┌──

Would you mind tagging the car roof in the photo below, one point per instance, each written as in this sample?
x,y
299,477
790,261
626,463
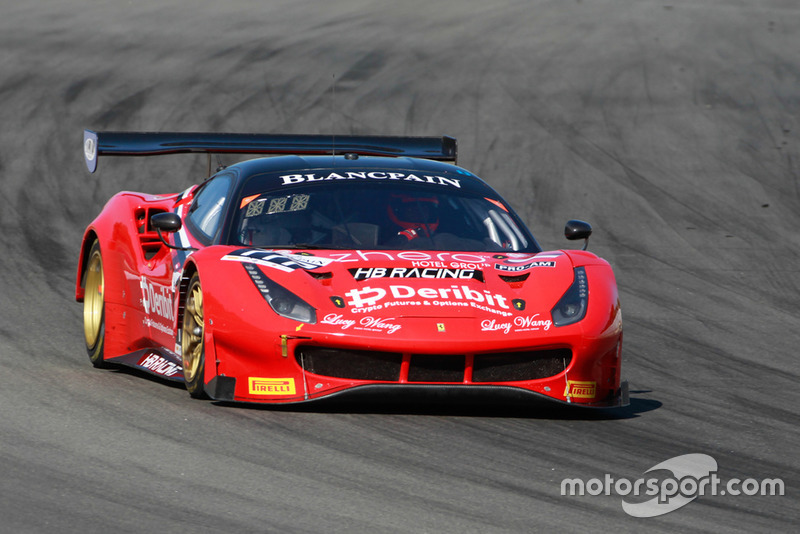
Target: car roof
x,y
300,163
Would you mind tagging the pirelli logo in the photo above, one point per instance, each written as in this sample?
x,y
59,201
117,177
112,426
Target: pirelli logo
x,y
580,390
271,386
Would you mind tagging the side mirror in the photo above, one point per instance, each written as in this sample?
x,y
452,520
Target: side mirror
x,y
167,222
576,229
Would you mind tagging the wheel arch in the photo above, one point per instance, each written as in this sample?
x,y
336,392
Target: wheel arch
x,y
86,246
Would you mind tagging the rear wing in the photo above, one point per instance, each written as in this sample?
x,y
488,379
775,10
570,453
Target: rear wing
x,y
96,144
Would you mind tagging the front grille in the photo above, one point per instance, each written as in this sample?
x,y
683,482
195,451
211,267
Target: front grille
x,y
388,366
512,366
352,364
436,368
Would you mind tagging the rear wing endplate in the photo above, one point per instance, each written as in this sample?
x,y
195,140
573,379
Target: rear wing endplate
x,y
96,144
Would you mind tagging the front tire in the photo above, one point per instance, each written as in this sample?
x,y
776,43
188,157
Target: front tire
x,y
193,340
94,322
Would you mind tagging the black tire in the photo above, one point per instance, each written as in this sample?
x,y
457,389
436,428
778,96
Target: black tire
x,y
193,354
94,320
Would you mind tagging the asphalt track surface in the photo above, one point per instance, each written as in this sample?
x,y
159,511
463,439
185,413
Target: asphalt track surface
x,y
671,125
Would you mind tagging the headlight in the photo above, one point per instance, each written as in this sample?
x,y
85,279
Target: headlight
x,y
572,306
281,300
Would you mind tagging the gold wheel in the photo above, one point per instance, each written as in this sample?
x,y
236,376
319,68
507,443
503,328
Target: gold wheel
x,y
192,346
93,306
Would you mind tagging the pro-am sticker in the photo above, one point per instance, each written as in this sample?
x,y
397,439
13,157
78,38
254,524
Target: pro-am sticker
x,y
524,266
283,261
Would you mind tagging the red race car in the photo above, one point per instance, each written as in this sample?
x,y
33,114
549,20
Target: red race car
x,y
341,264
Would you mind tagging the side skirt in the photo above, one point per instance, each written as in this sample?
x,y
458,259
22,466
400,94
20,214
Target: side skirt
x,y
158,362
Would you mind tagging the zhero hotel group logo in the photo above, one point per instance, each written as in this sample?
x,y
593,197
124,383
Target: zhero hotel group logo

└──

EXERCISE INSTRUCTIONS: Would you copy out the material above exactly, without the pictures in it?

TASK RESPONSE:
Would you mind tagging the car roof in the photo below, one point per instance, each written as in this sample?
x,y
299,477
790,261
626,463
Target: car roof
x,y
300,163
Would you mind tagging the pirelli logo in the photo above, one point per instance, each written as in this sample?
x,y
59,201
117,177
112,426
Target: pirelli logo
x,y
580,390
271,386
Would you mind tagging the side mirror in the photo above, one point per instance, each written as in this sample?
x,y
452,520
Target: side mirror
x,y
167,222
576,229
Would you mind tagging the wheel arch in the photo above, one point per instance, each written as in this sample?
x,y
336,392
Target: wheel arch
x,y
86,246
Would you mind tagging the rear wing in the photo above, one point per instance, each written as in this sample?
x,y
488,379
775,10
570,453
Target: rear wing
x,y
96,144
Would you mind tagging the front grille in the photo above, one point per instance, each written as in this sample?
x,y
683,482
195,451
211,267
Target: front grille
x,y
388,366
512,366
352,364
436,368
Would you mind tagging the rear wing endplate in the photo above, one point per instance, each written as in this sample?
x,y
195,140
573,379
Target: rear wing endplate
x,y
96,144
Would you mind tagging the front tire in the photo above, one point per instance, each written as in this sample?
x,y
776,43
188,157
Target: front tire
x,y
193,340
94,322
Would you mind tagging the black tire in the photo above, one point per instance, each written as in this sample?
x,y
457,389
436,428
778,96
Target: black tire
x,y
193,354
94,320
Would you mind tagging the asphalt track surface in the photo above, one point per instance, each written as in this sample?
x,y
159,511
463,439
185,413
Target: asphalt track surface
x,y
671,125
Would you mind tagging the headlight in the photo above, one point per instance, each written as in this sample?
x,y
85,279
Target: headlight
x,y
572,306
281,300
Would you mind tagging the gold wheel in the photo above, one point per instance, each written as in this sample?
x,y
236,376
319,68
507,443
503,328
Target: gold wheel
x,y
192,346
93,306
Would you mind tagging the pro-am sticker in the photo above, one point per instance, each written as in this sample?
x,y
397,439
13,157
78,38
254,524
Target: pro-am sticker
x,y
524,266
283,261
Would you mind tagging the red race car in the photo above, one point per instance, each written as in this sample?
x,y
33,114
549,20
Target: red race car
x,y
341,264
Would you mind tagging the side skirt in the photo above, one point per instance, each written as in this sample?
x,y
458,259
22,466
400,94
20,214
Target: side skirt
x,y
158,362
Would you mind tagging the zhero hotel group logo in the photo above, one point per instance, each written as in this sample?
x,y
593,197
124,383
Target: zhero hotel group logo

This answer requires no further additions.